From the line holding "[segment] flower stem" to the final line below, restate each line word for word and add nothing.

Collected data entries
◆ ◆ ◆
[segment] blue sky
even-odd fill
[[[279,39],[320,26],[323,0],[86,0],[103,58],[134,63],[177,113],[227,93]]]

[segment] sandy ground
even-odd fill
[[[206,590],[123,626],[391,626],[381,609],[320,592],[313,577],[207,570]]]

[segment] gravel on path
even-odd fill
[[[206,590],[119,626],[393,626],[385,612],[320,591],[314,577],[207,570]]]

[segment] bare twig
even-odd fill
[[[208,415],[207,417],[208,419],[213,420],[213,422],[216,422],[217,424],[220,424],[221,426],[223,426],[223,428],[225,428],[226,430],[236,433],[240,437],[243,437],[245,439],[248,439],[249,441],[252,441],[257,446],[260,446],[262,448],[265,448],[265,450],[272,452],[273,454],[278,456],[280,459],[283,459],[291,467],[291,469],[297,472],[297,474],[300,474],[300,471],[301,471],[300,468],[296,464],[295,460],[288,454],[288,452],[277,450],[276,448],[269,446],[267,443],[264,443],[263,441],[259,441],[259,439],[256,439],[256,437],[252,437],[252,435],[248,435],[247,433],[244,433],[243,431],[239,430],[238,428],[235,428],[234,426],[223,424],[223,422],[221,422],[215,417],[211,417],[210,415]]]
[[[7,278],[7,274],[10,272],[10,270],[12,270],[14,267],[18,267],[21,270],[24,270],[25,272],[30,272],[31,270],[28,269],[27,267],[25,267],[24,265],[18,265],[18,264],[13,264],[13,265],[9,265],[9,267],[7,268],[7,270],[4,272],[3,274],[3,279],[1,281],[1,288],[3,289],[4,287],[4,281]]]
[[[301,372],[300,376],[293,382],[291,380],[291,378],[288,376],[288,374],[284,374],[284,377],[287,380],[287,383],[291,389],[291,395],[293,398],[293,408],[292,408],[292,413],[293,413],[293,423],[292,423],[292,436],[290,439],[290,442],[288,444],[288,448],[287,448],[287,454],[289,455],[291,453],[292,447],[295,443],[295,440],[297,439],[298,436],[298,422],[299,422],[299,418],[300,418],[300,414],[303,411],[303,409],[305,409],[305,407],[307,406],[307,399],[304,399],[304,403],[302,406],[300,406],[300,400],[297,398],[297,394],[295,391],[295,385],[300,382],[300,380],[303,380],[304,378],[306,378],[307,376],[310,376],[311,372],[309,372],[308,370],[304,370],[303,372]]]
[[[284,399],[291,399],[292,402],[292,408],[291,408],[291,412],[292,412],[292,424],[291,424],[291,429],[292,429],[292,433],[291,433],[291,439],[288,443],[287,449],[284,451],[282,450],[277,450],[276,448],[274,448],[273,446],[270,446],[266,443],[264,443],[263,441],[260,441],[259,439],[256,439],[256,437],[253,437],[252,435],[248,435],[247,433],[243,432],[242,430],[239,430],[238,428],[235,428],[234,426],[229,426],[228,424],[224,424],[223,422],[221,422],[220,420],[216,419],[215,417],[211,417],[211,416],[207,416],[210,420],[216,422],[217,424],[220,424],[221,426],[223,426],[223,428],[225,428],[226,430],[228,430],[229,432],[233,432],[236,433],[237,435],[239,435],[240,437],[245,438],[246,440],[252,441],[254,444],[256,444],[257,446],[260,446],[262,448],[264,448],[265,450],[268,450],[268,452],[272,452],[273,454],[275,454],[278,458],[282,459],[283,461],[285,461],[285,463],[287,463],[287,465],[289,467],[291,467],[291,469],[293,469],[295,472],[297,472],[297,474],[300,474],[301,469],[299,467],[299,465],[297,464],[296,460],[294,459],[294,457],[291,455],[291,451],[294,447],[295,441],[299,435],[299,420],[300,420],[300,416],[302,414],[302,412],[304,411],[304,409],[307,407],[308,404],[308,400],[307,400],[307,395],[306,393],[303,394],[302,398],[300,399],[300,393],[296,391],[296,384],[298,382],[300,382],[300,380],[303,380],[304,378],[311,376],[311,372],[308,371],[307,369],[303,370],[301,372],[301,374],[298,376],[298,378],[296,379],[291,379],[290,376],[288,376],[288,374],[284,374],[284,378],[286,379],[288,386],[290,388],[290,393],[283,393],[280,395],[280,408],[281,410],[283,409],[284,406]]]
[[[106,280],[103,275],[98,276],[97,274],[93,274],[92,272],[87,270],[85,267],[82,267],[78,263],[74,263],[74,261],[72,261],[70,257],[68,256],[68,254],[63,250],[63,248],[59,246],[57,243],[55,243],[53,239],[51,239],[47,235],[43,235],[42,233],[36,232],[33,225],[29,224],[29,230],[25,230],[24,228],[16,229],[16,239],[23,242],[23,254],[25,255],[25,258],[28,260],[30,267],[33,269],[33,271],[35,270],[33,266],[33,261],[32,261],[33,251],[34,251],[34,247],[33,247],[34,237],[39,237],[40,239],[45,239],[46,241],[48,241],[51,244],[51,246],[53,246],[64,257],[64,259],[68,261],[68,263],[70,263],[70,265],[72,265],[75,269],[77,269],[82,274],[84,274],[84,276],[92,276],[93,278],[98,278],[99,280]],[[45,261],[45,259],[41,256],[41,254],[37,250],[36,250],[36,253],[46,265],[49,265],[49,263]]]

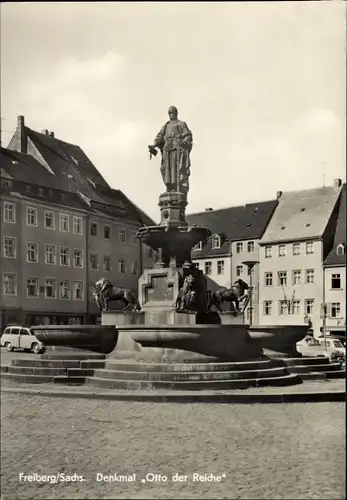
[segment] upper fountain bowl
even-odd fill
[[[188,226],[145,226],[137,232],[137,237],[150,247],[191,248],[200,241],[205,242],[211,231],[204,227]]]
[[[204,227],[179,226],[146,226],[141,227],[137,237],[156,251],[161,251],[163,263],[167,266],[171,258],[178,265],[190,261],[191,249],[202,241],[207,241],[211,231]]]

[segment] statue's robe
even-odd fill
[[[154,140],[162,154],[161,175],[168,191],[187,194],[190,176],[190,152],[193,136],[181,120],[165,123]]]

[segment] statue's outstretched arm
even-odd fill
[[[154,143],[153,145],[162,149],[163,146],[164,146],[164,137],[165,137],[165,130],[166,130],[166,124],[162,127],[162,129],[160,130],[159,134],[156,136],[156,138],[154,139]]]

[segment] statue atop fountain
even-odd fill
[[[139,280],[139,301],[143,311],[206,312],[206,278],[192,263],[191,249],[200,241],[206,242],[210,231],[189,227],[185,217],[193,134],[178,119],[175,106],[169,108],[169,118],[148,146],[150,158],[161,151],[160,171],[166,191],[159,196],[160,223],[137,232],[159,256],[154,268],[146,269]]]
[[[161,151],[160,171],[167,192],[178,192],[187,196],[193,134],[187,124],[178,119],[176,106],[170,106],[169,118],[148,149],[154,156],[157,154],[156,148]]]

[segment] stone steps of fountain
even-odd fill
[[[290,373],[307,373],[307,372],[333,372],[337,370],[341,370],[340,363],[327,363],[327,364],[318,364],[318,365],[287,365],[287,370]]]
[[[243,362],[149,363],[56,353],[14,359],[1,366],[4,379],[22,383],[91,384],[115,389],[186,390],[291,385],[302,380],[344,378],[339,363],[326,357],[261,359]],[[63,359],[62,359],[63,358]]]
[[[285,367],[269,368],[262,370],[244,371],[165,371],[165,372],[143,372],[143,371],[120,371],[120,370],[95,370],[96,378],[127,381],[153,381],[153,382],[189,382],[189,381],[229,381],[236,379],[258,379],[274,378],[288,375]]]
[[[289,373],[300,375],[302,380],[319,380],[345,378],[345,369],[341,364],[329,361],[325,356],[312,356],[302,358],[282,358],[279,363],[287,367]]]
[[[248,387],[276,386],[283,387],[294,384],[301,384],[302,380],[298,375],[286,374],[277,377],[264,377],[253,379],[234,379],[222,381],[187,381],[187,382],[162,382],[162,381],[139,381],[139,380],[115,380],[99,377],[87,377],[86,384],[111,389],[174,389],[185,391],[199,390],[227,390],[246,389]]]
[[[277,358],[278,361],[283,361],[286,365],[327,365],[330,363],[326,356],[302,356],[300,358]]]
[[[81,365],[85,366],[82,362]],[[248,371],[264,370],[278,367],[278,363],[271,359],[259,361],[240,361],[240,362],[219,362],[219,363],[145,363],[133,361],[108,361],[105,362],[105,369],[129,372],[220,372],[220,371]],[[284,365],[282,365],[284,366]]]
[[[336,370],[331,372],[324,372],[325,378],[346,378],[346,370]]]
[[[41,354],[40,359],[50,359],[50,360],[62,360],[62,361],[83,361],[86,359],[93,360],[101,360],[106,359],[105,354],[97,354],[94,352],[86,351],[86,352],[76,352],[76,351],[68,351],[68,350],[57,350],[57,351],[48,351],[44,354]]]
[[[81,368],[47,368],[47,367],[34,367],[34,366],[8,366],[7,373],[18,375],[45,375],[45,376],[79,376],[91,377],[94,370],[81,369]]]
[[[2,380],[13,380],[23,384],[49,384],[53,382],[52,375],[28,375],[24,373],[2,373]]]
[[[14,382],[22,383],[22,384],[67,384],[67,385],[80,385],[84,384],[87,378],[87,374],[82,376],[71,375],[66,376],[64,374],[61,375],[40,375],[40,374],[28,374],[28,373],[2,373],[2,380],[11,380]],[[92,374],[88,374],[88,376],[93,376]]]
[[[80,368],[81,361],[78,359],[25,359],[17,358],[13,359],[11,366],[32,366],[34,368]]]

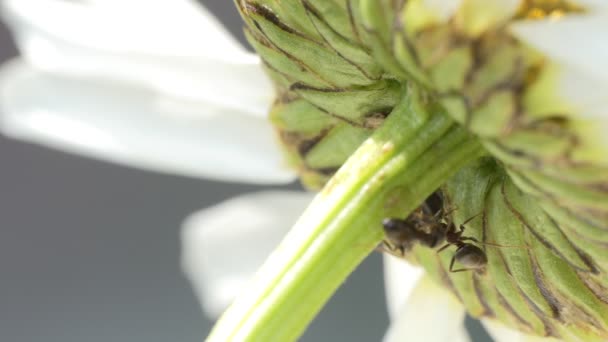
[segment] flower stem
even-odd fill
[[[410,91],[298,220],[208,341],[292,341],[381,242],[384,217],[406,217],[483,155],[439,108]]]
◆ ◆ ◆
• _OUTPUT_:
[segment] flower stem
even-odd fill
[[[410,91],[298,220],[208,341],[292,341],[381,242],[384,217],[406,217],[483,155],[439,108]]]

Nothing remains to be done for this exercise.